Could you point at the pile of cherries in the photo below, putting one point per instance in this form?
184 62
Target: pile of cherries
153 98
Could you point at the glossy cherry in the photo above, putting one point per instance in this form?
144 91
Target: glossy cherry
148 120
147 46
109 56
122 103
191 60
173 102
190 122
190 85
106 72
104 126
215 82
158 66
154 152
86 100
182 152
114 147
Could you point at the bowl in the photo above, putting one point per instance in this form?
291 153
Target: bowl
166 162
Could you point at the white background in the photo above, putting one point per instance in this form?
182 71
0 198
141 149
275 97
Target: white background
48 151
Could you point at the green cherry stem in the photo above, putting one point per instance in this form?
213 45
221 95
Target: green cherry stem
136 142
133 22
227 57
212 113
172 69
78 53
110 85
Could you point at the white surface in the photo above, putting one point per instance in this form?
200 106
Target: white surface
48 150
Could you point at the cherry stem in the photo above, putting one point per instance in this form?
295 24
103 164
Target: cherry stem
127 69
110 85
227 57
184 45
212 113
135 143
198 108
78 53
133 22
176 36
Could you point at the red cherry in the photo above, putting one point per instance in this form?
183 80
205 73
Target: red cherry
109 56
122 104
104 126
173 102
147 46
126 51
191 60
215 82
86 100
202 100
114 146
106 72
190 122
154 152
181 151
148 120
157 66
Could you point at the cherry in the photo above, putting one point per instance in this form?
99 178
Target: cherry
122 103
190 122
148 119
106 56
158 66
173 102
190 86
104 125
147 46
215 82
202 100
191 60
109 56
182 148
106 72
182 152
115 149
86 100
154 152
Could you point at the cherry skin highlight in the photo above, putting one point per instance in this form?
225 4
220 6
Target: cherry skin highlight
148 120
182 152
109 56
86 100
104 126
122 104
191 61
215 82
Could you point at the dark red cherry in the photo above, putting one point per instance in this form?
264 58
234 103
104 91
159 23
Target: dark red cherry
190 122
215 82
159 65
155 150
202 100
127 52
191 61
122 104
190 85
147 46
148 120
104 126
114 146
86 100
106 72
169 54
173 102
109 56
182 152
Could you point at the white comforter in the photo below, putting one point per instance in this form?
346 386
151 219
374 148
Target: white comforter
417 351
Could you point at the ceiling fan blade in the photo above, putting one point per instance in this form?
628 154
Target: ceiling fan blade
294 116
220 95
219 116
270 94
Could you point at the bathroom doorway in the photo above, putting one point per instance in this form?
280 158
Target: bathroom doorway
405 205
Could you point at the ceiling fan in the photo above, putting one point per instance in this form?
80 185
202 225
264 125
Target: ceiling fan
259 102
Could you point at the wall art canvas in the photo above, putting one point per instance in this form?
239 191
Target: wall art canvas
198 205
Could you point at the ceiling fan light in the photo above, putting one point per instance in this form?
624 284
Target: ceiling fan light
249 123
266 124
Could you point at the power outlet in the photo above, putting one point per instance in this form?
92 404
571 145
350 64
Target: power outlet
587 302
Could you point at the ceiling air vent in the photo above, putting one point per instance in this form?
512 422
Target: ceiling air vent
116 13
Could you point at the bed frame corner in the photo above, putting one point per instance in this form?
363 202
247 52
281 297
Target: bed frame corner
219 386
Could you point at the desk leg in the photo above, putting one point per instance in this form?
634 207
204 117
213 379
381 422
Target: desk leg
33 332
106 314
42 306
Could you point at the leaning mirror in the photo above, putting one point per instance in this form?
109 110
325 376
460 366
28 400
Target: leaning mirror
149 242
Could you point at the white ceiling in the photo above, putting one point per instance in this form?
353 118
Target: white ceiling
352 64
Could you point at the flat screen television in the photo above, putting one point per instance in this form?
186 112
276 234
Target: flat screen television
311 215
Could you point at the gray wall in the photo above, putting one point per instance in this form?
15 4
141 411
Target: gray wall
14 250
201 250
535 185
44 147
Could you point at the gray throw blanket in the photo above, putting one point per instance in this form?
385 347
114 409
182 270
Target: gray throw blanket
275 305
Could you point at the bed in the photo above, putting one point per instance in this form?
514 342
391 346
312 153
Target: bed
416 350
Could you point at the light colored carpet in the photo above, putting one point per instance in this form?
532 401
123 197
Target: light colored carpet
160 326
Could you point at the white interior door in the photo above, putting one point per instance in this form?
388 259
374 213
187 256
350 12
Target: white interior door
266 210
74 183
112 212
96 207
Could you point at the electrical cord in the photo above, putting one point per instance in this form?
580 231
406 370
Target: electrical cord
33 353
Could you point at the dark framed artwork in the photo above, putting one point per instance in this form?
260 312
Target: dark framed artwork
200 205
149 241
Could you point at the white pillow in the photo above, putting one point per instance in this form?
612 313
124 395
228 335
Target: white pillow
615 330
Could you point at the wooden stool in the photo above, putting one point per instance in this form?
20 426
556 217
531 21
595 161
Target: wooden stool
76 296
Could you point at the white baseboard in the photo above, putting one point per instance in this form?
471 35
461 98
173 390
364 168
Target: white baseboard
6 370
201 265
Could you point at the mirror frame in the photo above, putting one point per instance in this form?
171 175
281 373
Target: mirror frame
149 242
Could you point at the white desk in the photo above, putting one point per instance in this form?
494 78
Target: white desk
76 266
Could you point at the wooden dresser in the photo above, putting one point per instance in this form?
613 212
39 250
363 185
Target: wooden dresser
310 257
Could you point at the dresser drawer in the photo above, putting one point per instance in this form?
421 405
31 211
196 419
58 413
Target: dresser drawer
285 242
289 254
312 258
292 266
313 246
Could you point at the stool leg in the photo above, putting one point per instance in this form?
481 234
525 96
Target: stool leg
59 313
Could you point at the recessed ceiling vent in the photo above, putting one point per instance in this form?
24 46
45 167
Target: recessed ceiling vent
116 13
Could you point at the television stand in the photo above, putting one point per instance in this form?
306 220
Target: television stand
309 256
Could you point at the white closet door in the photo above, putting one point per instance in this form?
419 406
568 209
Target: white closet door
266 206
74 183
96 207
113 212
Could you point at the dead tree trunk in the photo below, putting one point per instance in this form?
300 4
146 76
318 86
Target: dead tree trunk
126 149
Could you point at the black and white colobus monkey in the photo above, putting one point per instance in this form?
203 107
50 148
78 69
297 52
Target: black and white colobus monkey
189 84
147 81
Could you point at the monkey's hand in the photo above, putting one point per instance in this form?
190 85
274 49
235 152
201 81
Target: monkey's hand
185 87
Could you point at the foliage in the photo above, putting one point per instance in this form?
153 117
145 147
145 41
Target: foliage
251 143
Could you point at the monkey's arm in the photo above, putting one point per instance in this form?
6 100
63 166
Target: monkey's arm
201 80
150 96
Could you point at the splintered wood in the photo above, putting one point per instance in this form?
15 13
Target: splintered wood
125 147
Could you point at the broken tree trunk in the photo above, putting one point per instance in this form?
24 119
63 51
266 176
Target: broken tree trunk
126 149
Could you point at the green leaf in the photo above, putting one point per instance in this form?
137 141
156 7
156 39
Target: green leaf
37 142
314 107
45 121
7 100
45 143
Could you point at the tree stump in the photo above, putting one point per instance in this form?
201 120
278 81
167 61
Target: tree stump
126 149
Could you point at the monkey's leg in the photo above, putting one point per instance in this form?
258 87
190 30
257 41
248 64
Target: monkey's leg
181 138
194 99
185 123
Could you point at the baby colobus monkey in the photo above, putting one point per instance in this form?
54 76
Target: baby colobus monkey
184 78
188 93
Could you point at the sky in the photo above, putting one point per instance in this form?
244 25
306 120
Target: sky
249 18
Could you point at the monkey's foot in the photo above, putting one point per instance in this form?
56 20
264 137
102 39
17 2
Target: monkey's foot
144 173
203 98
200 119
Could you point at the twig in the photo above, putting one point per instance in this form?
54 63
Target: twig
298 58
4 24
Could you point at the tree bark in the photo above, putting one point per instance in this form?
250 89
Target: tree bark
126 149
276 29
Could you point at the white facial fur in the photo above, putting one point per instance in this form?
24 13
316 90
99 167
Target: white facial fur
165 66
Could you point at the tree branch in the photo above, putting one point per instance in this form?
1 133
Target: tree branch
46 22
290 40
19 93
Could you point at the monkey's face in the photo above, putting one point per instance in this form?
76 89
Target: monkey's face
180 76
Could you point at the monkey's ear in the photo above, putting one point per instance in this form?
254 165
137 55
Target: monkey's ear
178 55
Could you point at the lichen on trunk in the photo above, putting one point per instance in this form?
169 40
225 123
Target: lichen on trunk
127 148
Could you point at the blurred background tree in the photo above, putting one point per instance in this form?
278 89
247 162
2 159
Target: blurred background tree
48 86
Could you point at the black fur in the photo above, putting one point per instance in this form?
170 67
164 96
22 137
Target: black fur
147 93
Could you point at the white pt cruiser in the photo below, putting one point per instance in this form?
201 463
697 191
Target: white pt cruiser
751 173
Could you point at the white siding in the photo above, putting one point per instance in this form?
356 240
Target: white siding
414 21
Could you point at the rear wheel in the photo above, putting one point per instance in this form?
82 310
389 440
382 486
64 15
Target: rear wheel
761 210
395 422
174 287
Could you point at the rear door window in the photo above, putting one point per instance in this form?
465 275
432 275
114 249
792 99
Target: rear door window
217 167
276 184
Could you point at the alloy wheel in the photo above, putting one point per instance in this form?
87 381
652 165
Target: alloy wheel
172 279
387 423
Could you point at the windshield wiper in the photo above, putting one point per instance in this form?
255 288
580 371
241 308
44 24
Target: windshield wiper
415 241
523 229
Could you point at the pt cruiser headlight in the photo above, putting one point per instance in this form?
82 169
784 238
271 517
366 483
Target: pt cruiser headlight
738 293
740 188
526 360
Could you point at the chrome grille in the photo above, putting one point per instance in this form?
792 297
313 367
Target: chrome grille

------------

• Work to do: From the "Could you point at the alloy" line to the close of the listing, restate each line word for word.

• Task response:
Could you point at the alloy wheel in the photo above, putting one point per instance in this form?
87 381
652 165
Target: alloy wheel
172 279
387 423
Could you point at the windshield wiper in the photo above, putting one point per instance in this form?
255 288
580 371
241 308
44 24
Target: windshield wiper
415 241
523 229
Could you point at the pt cruiser headlight in the photo above, putting one point per instance in this form?
82 169
784 238
271 517
366 483
Target: pt cruiser headlight
738 293
740 188
526 360
Could you point at the chrome grille in the photo above, putting one point per instance in this form?
792 297
313 367
Target: chrome grille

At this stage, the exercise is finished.